▶ The input
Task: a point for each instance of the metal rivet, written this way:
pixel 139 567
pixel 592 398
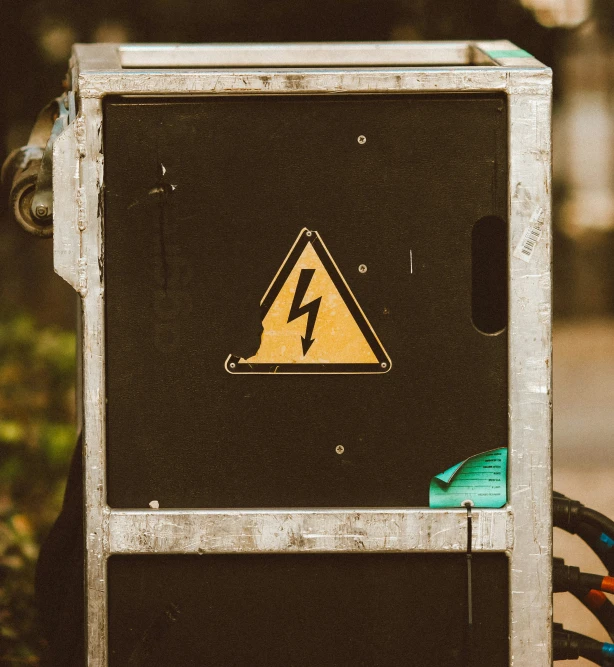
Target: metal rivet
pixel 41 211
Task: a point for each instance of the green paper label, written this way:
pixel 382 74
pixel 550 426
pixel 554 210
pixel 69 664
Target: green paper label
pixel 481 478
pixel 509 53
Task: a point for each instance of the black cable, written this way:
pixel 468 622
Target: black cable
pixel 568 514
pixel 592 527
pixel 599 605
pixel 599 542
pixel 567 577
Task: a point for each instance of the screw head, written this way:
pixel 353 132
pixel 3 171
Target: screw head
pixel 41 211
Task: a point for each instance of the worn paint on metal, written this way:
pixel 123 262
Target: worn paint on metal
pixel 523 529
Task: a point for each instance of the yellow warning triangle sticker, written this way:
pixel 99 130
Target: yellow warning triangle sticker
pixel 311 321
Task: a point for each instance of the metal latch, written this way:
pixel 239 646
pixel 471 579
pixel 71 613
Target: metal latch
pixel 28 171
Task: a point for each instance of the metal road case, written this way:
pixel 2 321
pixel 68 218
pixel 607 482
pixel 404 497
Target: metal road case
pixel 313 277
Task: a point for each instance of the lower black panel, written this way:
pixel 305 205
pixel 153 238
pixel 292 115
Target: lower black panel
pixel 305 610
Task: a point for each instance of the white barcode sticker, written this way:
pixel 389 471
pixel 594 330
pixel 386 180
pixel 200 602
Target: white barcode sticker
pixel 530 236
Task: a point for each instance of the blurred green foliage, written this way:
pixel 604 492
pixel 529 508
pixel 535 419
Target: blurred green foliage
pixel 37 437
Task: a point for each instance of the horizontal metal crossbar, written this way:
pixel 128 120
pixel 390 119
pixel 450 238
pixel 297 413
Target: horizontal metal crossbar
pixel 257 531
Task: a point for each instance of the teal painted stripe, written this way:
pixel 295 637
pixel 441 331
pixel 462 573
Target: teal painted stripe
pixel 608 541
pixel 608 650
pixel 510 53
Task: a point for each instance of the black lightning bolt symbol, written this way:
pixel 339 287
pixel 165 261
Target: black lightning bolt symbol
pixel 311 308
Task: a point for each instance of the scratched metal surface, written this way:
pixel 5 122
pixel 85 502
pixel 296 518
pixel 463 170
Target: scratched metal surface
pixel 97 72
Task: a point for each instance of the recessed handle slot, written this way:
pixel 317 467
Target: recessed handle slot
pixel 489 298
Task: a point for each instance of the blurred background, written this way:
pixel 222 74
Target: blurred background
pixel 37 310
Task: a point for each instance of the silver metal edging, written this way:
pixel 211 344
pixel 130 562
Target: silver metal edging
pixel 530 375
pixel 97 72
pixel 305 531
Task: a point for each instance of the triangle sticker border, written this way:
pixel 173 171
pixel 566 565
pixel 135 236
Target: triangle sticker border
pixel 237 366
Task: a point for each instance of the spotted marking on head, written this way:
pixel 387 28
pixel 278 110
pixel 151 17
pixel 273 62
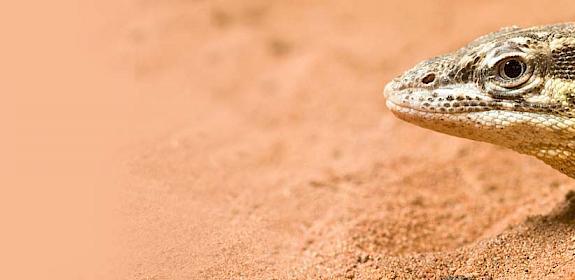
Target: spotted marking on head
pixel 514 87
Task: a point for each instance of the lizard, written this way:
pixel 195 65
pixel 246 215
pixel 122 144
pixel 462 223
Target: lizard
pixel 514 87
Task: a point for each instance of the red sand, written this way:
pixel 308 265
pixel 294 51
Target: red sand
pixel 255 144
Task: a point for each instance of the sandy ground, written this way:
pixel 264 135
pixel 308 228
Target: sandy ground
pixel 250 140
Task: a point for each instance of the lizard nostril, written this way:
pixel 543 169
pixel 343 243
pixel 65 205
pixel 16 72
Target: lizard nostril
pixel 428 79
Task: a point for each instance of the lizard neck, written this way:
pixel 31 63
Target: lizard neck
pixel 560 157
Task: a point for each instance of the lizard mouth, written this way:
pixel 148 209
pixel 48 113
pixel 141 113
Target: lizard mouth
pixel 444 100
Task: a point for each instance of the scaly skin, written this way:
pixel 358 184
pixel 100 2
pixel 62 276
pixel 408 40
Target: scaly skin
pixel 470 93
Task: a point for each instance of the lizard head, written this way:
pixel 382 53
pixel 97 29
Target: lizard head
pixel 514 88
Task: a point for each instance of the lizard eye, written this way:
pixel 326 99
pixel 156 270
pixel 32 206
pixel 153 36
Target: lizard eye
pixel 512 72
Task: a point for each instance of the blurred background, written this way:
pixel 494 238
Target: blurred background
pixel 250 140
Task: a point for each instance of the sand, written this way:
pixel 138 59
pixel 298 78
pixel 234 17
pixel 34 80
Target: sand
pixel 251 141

▶ What is asked
Reproduce every entry word for word, but skip any pictures.

▶ Result of the exercise
Task: a point for each instance of the metal rivet, written this way:
pixel 139 567
pixel 592 398
Target: metal rivet
pixel 41 211
Task: a point for each instance of the green paper label, written this way:
pixel 382 74
pixel 550 426
pixel 554 210
pixel 69 664
Target: green paper label
pixel 481 478
pixel 509 53
Task: a point for each instance of the black cable, written this way:
pixel 468 622
Target: black cable
pixel 568 514
pixel 592 527
pixel 599 605
pixel 599 542
pixel 567 577
Task: a point for each instance of the screw head, written this way:
pixel 353 132
pixel 3 171
Target: screw head
pixel 41 211
Task: a point for each instance of the worn paint on metal, written this way:
pixel 123 262
Target: worn paint on metal
pixel 523 529
Task: a point for each instance of the yellow warning triangle sticker, written this way:
pixel 99 130
Target: yellow warning triangle sticker
pixel 311 321
Task: a point for each instance of the metal latch, written this way:
pixel 239 646
pixel 471 579
pixel 71 613
Target: metal latch
pixel 28 171
Task: a point for each instance of the metal road case, written this way:
pixel 2 321
pixel 68 218
pixel 607 482
pixel 404 497
Target: metal road case
pixel 313 277
Task: a point for each instance of the lower black panel, written this way:
pixel 305 205
pixel 153 238
pixel 292 115
Target: lower black panel
pixel 305 610
Task: a point for each instance of the white barcode sticker, written this way:
pixel 389 471
pixel 594 330
pixel 386 180
pixel 200 602
Target: white barcode sticker
pixel 530 236
Task: a point for each instance of the blurred green foliage, written this way:
pixel 604 492
pixel 529 508
pixel 535 419
Target: blurred green foliage
pixel 37 437
Task: a point for each instance of the horizontal metal crossbar, written this way:
pixel 128 120
pixel 390 119
pixel 450 238
pixel 297 413
Target: horizontal metal crossbar
pixel 257 531
Task: a point for each instance of the teal painted stripe, written this way:
pixel 295 637
pixel 441 331
pixel 462 573
Target: teal painted stripe
pixel 608 541
pixel 608 650
pixel 510 53
Task: a point for each instance of the black lightning bolt symbol, written this way:
pixel 339 287
pixel 165 261
Target: black lightning bolt symbol
pixel 311 308
Task: a point for each instance of the scratched metal surface, written this way:
pixel 5 122
pixel 85 502
pixel 296 518
pixel 463 170
Target: scratched metal surface
pixel 97 72
Task: a point for each instance of the recessed handle slot, written this way:
pixel 317 467
Target: recessed handle slot
pixel 489 298
Task: a point for each instance of the blurred background, written this way:
pixel 222 74
Target: blurred background
pixel 37 310
Task: a point for each instance of the silver metal edging, written this way:
pixel 211 344
pixel 130 562
Target: silver metal edging
pixel 530 375
pixel 97 72
pixel 305 531
Task: a point for each instance of the triangle sticker border, written this way:
pixel 173 171
pixel 566 565
pixel 135 236
Target: triangle sticker border
pixel 237 366
Task: a point for each instance of the spotted marking on head, written this way:
pixel 387 28
pixel 278 110
pixel 151 17
pixel 273 62
Target: spotted marking on head
pixel 514 87
Task: a point for each instance of the lizard, written this way:
pixel 195 65
pixel 246 215
pixel 122 144
pixel 462 223
Target: lizard
pixel 514 87
Task: a point for each instance of the red sand, written this way:
pixel 308 265
pixel 294 51
Target: red sand
pixel 255 144
Task: a point for each instance of the sandy ground, written this way:
pixel 264 135
pixel 308 228
Target: sandy ground
pixel 250 140
Task: a point for each instance of the lizard nostril, written this way:
pixel 543 169
pixel 343 243
pixel 65 205
pixel 16 72
Target: lizard nostril
pixel 428 79
Task: a point for each instance of the lizard neck, written this way:
pixel 31 63
Target: lizard neck
pixel 560 157
Task: a point for each instance of the lizard mouth, written this way:
pixel 148 209
pixel 48 113
pixel 141 113
Target: lizard mouth
pixel 444 100
Task: a point for each instance of the scaly skin, written this way:
pixel 358 184
pixel 100 2
pixel 62 276
pixel 408 40
Target: scaly skin
pixel 470 93
Task: a point for each instance of the lizard head, written this way:
pixel 382 53
pixel 97 29
Target: lizard head
pixel 514 88
Task: a point for each instance of the lizard eye, written this way:
pixel 326 99
pixel 156 270
pixel 32 206
pixel 153 36
Target: lizard eye
pixel 512 72
Task: a point for each instance of the blurred background, written this way:
pixel 494 238
Target: blurred background
pixel 250 140
Task: a point for each instance of the sand, written this way:
pixel 138 59
pixel 298 78
pixel 234 17
pixel 34 80
Target: sand
pixel 251 141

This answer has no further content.